▶ [Kutipan Pilihan]
————————
Kedudukan dan Fungsi Bahasa Indonesia
Secara formal sampai saat ini bahasa Indonesia
mempunyai empat kedudukan, yaitu sebagai bahasa persatuan, bahasa
nasional, bahasa negara, dan bahasa resmi. Dalam perkembangannya lebih
lanjut, bahasa Indonesia berhasil mendudukkan diri sebagai bahasa budaya
dan bahasa ilmu. Keenam kedudukan ini mempunyai fungsi yang berbeda,
walaupun dalam praktiknya dapat saja muncul secara bersama-sama dalam
satu peristiwa, atau hanya muncul satu atau dua fungsi saja.
Bahasa Indonesia dikenal secara luas sejak “Soempah Pemoeda”, 28 Oktober
1928, yang menjadikan bahasa Indonesia sebagai bahasa persatuan. Pada
saat itu para pemuda sepakat untuk mengangkat bahasa Melayu-Riau sebagai
bahasa Indonesia. Para pemuda melihat bahwa bahasa Indonesialah yang
berpotensi dapat mempersatukan bangsa Indonesia yang terdiri atas
ratusan suku vangsa atau etnik. Pengangkatan status ini ternyata bukan
hanya isapan jempol. Bahasa Indonesia bisa menjalankan fungsi sebagai
pemersatu bangsa Indonesia. Dengan menggunakan bahasa Indonesia rasa
kesatuan dan persatuan bangsa yang berbagai etnis terpupuk. Kehadiran
bahasaIndonesia di tengah-tengah ratusan bahasa daerah tidak menimbulkan
sentimen negatif bagi etnis yang menggunakannya. Sebaliknya, justru
kehadiran bahasa Indonesia dianggap sebagai pelindung sentimen
kedaerahan dan sebagai penengah ego kesukuan.
————————
▶ [Bahan yang Disediakan]

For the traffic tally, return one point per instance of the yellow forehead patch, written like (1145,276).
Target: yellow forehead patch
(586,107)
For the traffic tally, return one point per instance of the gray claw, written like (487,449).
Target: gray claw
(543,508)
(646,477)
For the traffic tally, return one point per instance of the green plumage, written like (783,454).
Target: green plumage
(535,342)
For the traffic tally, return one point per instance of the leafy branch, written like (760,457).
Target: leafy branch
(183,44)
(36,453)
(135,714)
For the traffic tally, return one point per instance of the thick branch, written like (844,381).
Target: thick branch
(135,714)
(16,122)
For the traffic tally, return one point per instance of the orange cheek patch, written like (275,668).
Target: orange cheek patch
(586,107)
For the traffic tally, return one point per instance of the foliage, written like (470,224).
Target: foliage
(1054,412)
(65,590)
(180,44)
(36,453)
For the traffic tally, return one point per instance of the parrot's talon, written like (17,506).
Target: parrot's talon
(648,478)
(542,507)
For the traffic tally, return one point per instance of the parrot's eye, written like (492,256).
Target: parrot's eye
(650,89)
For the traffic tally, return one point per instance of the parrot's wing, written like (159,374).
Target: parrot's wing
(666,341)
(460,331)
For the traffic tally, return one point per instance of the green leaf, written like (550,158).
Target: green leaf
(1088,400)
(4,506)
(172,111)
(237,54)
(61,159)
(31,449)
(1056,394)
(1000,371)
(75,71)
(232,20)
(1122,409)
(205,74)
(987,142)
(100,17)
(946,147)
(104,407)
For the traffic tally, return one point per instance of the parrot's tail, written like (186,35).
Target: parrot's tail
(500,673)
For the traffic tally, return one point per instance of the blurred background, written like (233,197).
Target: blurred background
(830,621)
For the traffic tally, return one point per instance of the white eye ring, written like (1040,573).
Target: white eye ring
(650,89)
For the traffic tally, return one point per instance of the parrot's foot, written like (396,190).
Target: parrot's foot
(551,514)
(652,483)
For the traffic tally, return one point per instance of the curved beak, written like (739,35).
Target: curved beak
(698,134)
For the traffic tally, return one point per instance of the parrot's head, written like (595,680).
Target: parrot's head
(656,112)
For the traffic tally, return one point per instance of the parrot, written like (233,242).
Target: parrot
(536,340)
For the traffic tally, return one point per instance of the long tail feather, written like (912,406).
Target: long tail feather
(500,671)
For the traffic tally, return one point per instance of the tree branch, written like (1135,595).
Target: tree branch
————————
▶ [Latihan Singkat] Salin bagian kutipan tentang kedudukan bahasa Indonesia mulai dari "Kedudukan dan Fungsi" sampai dengan "dua fungsi saja." tanpa mengubah satu kata pun. Gunakan kutipan itu saja sebagai sumber.

▶ [Jawaban Lengkap]
Kedudukan dan Fungsi Bahasa Indonesia
Secara formal sampai saat ini bahasa Indonesia
mempunyai empat kedudukan, yaitu sebagai bahasa persatuan, bahasa
nasional, bahasa negara, dan bahasa resmi. Dalam perkembangannya lebih
lanjut, bahasa Indonesia berhasil mendudukkan diri sebagai bahasa budaya
dan bahasa ilmu. Keenam kedudukan ini mempunyai fungsi yang berbeda,
walaupun dalam praktiknya dapat saja muncul secara bersama-sama dalam
satu peristiwa, atau hanya muncul satu atau dua fungsi saja.